EXERCISE AIM »
Write out the listing in full, matching it word for word.
[BEGIN DATASET]
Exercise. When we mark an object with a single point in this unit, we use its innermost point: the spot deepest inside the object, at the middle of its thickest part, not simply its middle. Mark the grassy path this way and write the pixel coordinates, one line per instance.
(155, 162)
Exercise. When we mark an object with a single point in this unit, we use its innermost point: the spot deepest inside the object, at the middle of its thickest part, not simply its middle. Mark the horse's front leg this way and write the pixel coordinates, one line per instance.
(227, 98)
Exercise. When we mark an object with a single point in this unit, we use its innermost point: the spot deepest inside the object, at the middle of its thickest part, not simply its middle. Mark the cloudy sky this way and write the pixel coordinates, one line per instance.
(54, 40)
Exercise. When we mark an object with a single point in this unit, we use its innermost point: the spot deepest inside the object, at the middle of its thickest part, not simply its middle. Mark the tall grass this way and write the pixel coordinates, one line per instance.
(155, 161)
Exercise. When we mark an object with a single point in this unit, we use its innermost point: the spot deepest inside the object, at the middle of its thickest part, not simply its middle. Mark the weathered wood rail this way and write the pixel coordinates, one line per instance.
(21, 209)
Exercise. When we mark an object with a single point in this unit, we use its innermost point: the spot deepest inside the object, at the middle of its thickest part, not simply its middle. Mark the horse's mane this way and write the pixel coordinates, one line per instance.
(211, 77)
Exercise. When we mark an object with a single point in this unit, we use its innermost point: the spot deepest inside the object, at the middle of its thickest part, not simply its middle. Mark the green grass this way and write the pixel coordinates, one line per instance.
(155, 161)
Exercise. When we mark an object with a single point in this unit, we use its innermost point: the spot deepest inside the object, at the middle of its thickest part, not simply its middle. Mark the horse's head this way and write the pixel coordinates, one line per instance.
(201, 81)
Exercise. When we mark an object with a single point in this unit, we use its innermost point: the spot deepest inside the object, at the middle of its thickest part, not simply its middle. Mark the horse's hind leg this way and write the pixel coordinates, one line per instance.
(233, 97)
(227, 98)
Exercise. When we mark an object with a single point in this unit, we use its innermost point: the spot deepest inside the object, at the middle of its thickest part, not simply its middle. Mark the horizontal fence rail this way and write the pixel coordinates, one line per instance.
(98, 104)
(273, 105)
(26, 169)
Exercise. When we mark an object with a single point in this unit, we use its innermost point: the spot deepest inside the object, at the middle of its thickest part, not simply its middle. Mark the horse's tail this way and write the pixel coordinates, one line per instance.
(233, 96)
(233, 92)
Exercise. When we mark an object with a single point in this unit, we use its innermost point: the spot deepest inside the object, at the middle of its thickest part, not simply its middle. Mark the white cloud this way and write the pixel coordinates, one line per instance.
[END DATASET]
RIGHT ANSWER »
Exercise. When we mark an object with a single point in this unit, we use its innermost point: the spot deepest inside the object, at the middle of its thickest part, not simply its middle. Mark the grassy path this way and write the pixel coordinates, one line per instance.
(155, 162)
Exercise. When we mark an object with a single point in this unit, we use its innermost point: the spot deepest inside the object, at the middle of its thickest part, not simply its middle. Mark the horse's front leg this way and write the pixel coordinates, one line per instance.
(227, 98)
Exercise. When we mark an object with a single point in this unit, we use its innermost point: the spot deepest inside the object, at the middle of its thickest part, not simply its middle. Mark the cloudy sky this way and write the pixel coordinates, one line per instance.
(54, 40)
Exercise. When we mark an object with a single point in this unit, we use its innermost point: the spot deepest inside the object, at the middle of its thickest part, not simply its middle. Mark the tall grass this way and write the pixel coordinates, one line per instance.
(155, 161)
Exercise. When we mark an object with a single point in this unit, we use its innermost point: the spot deepest inside the object, at the middle of its thickest part, not simply its middle. Mark the weathered wood rail this way and write the pixel coordinates, one line per instance.
(21, 209)
Exercise. When we mark an object with a single point in this unit, we use its innermost point: the spot deepest inside the object, at the middle of its thickest part, not simply its middle. Mark the horse's mane this way and write the pixel coordinates, one line per instance.
(211, 77)
Exercise. When we mark an object with a single point in this unit, we use its innermost point: the spot deepest inside the object, at the middle of its thickest part, not simply its middle. Mark the green grass this way and write the pixel coordinates, one line per instance.
(155, 161)
Exercise. When we mark an object with a single point in this unit, we use its innermost point: the spot deepest inside the object, at the middle of its thickest part, not simply its middle. Mark the horse's head this way and write the pixel coordinates, one line per instance.
(201, 81)
Exercise. When we mark an object with a single point in this unit, we use its innermost point: the spot deepest inside the object, at the middle of its thickest part, not simply its middle. Mark the horse's hind leg this way and write the pixel coordinates, one line per instance.
(233, 97)
(227, 98)
Exercise. When we mark an object with a single point in this unit, we use its innermost point: the spot deepest inside the object, at the middle of its thickest part, not simply its middle. Mark the horizontal fence rail this way and write the pixel coordinates, one line per instance.
(98, 104)
(273, 105)
(26, 169)
Exercise. When we mark an object with a single point in this unit, we use its innermost point: the spot deepest inside the object, at the middle of its thickest part, not simply its middle. Mark the horse's tail this way and write the pixel coordinates, one line per instance.
(233, 96)
(233, 92)
Exercise. When we mark an object with a single point in this unit, we use its innermost point: the spot deepest inside the object, at the middle of its thickest part, not simply its middle. Mark the white cloud this way and write the pixel coordinates, one line per instance.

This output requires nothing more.